--- WHAT YOU WILL DO ---
Do the statements below agree with the text on wireless charging for electric cars? For each, answer yes or no and quote the words of the text that settle it. (a) The wireless systems described need drivers only to park above a pad to charge. (b) Electromagnetic induction is considered ideal by everyone. (c) The text likens the charging method to an electric toothbrush.

--- TEXT SECTION ---
.....

|One of the least-favorite features on an electric car is the battery-charging cord: No one likes having to remember to plug in the car every evening. And fumbling around with the power cord each time gets old fast.
Auto industry marketing experts generally agree that wireless battery charging is perhaps de rigueur for Americans to garage electric vehicles in significant numbers. In response, several companies, including Delphi, Infiniti/Nissan, Qualcomm, Plugless Power, Rolls-Royce and WiTricity, have either developed or tested wireless technology that only requires drivers of electric vehicles to park above a pad in a garage floor or parking space to power up.
Those systems rely on a method called electromagnetic induction. Using radio-wave induction, a varying electric current in a transmitter coil of conducting wire in the road bed produces a similarly varying current in a receiver coil sitting just above in the vehicle. Think of an electric toothbrush. Or a transformer. The transmitted electrical power then feeds into the battery and recharges it. Some proposals talk about rechargers buried in the roads themselves, which brings visions of full-size slotless slot cars.
But electromagnetic induction technology is not considered by all to be absolutely ideal, because it can release stray radio waves or heat up nearby metal objects unless it is engineered correctly — two issues that can elicit perceived safety concerns. But the industry insists the wireless power-transfer technology is completely safe.

.....

--- DATASET EXTRACT ---
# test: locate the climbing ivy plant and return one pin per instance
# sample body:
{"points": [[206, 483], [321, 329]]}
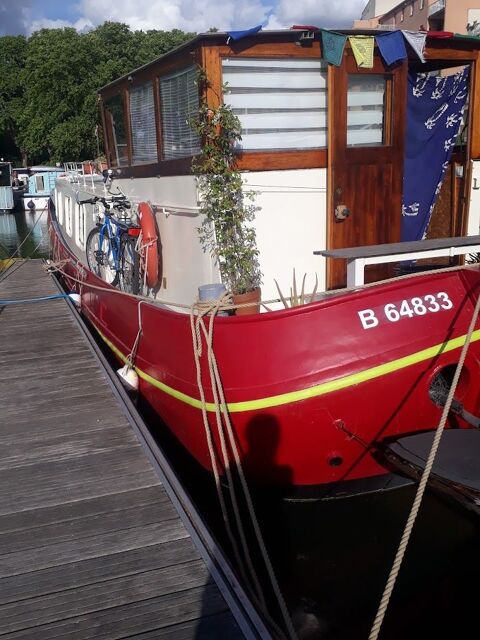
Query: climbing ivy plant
{"points": [[226, 231]]}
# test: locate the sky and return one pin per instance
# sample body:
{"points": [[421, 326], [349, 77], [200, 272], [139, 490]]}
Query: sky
{"points": [[26, 16]]}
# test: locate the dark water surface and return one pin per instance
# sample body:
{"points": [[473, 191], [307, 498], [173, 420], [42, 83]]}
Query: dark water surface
{"points": [[27, 228], [332, 559]]}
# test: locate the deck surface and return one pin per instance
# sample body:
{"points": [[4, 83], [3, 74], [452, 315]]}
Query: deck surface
{"points": [[90, 544]]}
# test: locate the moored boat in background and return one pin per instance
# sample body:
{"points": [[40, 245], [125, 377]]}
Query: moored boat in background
{"points": [[311, 390]]}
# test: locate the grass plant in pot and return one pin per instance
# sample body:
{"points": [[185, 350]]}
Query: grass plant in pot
{"points": [[226, 232]]}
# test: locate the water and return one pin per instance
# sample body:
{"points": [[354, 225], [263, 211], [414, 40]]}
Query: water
{"points": [[332, 559], [26, 229]]}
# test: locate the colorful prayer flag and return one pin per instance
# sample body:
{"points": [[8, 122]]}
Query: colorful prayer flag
{"points": [[333, 45], [416, 39], [362, 47], [391, 46]]}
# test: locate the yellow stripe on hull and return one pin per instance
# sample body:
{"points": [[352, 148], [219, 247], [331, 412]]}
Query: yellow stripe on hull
{"points": [[310, 392]]}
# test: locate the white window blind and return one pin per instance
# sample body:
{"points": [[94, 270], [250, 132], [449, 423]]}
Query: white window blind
{"points": [[365, 110], [281, 104], [179, 100], [142, 119]]}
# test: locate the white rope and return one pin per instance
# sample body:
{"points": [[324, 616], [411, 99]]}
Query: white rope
{"points": [[223, 418], [422, 485]]}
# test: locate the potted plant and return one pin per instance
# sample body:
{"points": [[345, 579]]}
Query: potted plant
{"points": [[226, 232]]}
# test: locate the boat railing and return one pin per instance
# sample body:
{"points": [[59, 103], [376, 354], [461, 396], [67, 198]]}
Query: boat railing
{"points": [[81, 173], [359, 257], [176, 210]]}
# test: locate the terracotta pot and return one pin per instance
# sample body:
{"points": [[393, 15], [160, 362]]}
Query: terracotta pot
{"points": [[249, 296]]}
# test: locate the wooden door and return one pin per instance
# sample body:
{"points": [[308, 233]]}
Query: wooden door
{"points": [[367, 110]]}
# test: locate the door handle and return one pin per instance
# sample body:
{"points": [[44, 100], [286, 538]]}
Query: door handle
{"points": [[342, 212]]}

.....

--- EXPECTED ANSWER ---
(a) Yes: "only requires drivers of electric vehicles to park above a pad in a garage floor or parking space to power up."
(b) No: "electromagnetic induction technology is not considered by all to be absolutely ideal."
(c) Yes: "Think of an electric toothbrush."